DATA FOR THIS EXERCISE:
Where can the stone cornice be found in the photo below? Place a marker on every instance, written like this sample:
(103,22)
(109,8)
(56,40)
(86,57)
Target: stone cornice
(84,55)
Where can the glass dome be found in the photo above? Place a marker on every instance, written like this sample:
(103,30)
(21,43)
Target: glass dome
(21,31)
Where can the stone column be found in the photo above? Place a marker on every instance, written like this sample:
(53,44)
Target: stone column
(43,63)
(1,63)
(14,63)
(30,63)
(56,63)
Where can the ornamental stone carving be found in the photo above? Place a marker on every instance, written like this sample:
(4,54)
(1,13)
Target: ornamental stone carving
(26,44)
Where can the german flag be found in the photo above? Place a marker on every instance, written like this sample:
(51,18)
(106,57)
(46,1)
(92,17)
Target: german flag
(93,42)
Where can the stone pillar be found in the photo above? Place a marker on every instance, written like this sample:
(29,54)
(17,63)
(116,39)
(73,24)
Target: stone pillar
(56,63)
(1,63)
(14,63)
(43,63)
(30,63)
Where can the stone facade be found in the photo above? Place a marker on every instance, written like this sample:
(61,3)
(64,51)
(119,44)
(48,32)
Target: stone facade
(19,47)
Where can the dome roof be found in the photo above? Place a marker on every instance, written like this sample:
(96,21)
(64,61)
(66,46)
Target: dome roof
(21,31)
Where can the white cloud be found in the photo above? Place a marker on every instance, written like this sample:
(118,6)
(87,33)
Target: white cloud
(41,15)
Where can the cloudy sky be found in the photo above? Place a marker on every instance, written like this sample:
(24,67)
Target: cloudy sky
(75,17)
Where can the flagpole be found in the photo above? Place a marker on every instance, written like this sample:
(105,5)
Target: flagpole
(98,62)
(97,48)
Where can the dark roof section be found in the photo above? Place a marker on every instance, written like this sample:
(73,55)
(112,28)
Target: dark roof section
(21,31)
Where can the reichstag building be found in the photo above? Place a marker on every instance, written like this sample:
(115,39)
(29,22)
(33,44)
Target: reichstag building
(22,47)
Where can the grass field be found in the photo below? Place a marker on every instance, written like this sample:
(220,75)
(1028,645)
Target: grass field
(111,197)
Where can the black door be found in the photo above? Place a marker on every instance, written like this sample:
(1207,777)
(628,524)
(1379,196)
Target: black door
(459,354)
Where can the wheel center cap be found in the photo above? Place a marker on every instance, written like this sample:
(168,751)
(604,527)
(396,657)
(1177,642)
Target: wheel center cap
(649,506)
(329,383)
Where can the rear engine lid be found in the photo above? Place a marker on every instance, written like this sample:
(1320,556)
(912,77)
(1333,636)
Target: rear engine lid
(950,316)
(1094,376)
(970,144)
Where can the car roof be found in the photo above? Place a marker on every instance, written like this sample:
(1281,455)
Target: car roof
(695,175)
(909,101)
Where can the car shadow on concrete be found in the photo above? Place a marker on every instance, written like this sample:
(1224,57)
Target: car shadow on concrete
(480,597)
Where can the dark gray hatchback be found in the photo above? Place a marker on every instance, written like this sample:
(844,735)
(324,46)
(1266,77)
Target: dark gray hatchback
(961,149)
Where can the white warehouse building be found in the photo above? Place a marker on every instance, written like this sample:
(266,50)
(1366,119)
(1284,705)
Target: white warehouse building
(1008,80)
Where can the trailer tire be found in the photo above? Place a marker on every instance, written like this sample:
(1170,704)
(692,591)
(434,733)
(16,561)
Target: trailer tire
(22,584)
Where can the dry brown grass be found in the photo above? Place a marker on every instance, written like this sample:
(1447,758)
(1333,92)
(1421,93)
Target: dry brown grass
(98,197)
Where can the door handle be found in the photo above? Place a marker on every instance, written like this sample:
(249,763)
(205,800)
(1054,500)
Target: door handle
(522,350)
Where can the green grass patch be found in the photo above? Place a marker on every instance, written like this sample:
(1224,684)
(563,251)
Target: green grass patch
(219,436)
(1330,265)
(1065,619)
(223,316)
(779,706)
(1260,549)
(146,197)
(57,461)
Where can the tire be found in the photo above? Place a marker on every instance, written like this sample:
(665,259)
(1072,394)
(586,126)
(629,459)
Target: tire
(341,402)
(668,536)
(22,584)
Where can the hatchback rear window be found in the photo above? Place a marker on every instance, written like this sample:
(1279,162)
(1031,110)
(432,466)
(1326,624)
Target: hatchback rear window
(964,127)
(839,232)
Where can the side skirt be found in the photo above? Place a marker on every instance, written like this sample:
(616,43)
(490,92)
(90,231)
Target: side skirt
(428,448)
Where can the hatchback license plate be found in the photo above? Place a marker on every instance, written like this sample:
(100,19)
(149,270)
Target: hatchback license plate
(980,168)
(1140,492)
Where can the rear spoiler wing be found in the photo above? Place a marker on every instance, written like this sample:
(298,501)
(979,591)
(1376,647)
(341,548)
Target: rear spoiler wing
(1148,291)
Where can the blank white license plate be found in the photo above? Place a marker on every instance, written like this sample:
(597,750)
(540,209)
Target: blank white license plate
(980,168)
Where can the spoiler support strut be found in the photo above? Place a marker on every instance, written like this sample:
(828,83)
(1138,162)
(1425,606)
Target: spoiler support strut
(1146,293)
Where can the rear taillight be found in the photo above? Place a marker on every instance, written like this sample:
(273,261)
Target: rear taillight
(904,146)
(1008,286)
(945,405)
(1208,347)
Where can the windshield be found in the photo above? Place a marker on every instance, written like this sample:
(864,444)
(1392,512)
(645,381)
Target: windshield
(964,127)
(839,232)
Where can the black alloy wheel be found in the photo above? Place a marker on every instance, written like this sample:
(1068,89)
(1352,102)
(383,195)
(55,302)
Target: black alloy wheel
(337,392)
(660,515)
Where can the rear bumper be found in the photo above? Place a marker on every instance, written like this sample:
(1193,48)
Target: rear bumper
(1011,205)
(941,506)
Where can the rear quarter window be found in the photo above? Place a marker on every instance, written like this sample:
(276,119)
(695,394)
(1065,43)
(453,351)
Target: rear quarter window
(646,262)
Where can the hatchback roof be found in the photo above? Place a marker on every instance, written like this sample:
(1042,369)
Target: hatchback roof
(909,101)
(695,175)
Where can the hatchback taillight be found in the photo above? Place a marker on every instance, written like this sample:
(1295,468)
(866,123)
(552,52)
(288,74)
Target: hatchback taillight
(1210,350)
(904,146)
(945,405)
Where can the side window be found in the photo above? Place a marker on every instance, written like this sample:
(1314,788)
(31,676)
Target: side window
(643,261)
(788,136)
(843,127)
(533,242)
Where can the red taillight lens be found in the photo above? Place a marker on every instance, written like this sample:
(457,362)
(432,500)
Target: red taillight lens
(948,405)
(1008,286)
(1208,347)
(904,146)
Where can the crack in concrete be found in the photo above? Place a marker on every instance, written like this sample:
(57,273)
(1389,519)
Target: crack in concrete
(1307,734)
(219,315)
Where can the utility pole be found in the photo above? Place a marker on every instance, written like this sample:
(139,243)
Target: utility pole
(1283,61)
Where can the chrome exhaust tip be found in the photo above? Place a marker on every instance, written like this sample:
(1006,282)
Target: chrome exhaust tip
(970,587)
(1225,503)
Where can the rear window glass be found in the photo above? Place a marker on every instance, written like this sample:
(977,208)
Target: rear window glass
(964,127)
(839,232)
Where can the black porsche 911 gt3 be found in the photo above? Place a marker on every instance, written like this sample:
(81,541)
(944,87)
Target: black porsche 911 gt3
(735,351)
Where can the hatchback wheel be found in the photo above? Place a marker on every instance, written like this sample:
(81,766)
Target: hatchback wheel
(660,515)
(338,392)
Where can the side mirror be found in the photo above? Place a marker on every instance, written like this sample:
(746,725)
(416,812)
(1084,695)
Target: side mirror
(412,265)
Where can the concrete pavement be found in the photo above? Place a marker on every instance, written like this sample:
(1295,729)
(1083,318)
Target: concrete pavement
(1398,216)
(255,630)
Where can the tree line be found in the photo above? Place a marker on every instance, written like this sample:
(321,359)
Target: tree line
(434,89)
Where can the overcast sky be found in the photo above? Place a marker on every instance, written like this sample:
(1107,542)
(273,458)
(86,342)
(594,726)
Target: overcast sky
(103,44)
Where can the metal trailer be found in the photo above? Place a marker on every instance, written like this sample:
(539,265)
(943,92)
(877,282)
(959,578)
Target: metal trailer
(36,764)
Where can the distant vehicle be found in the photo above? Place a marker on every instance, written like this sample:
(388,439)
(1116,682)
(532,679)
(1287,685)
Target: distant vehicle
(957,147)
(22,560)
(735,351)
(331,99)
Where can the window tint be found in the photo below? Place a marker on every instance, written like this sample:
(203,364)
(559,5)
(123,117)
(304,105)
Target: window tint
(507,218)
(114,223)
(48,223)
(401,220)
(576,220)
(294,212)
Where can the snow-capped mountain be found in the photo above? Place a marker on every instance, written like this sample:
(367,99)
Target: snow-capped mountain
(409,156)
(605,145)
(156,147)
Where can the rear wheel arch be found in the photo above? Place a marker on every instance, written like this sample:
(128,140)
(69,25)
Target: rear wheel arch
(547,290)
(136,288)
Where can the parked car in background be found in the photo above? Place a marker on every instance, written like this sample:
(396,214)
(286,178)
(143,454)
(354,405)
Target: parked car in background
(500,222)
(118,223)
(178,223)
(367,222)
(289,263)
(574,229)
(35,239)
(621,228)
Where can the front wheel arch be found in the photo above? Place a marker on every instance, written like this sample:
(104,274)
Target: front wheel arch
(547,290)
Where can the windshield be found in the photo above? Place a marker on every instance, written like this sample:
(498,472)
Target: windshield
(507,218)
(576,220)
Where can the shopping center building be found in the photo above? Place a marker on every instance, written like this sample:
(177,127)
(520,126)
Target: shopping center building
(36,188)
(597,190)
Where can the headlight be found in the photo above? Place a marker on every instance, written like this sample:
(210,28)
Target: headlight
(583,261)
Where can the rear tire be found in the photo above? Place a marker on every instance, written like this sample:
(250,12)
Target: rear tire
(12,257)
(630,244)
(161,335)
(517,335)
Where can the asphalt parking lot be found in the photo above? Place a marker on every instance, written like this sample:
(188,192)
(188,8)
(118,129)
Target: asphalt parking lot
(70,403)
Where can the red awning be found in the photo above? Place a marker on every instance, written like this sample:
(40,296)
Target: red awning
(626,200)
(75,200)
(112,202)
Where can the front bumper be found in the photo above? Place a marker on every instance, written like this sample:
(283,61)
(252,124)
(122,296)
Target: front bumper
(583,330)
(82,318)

PROBLEM TO WORK ON: Once you have counted every line above that contains the string "below", give that number and nothing more.

RESPONSE TO THIS TASK: 3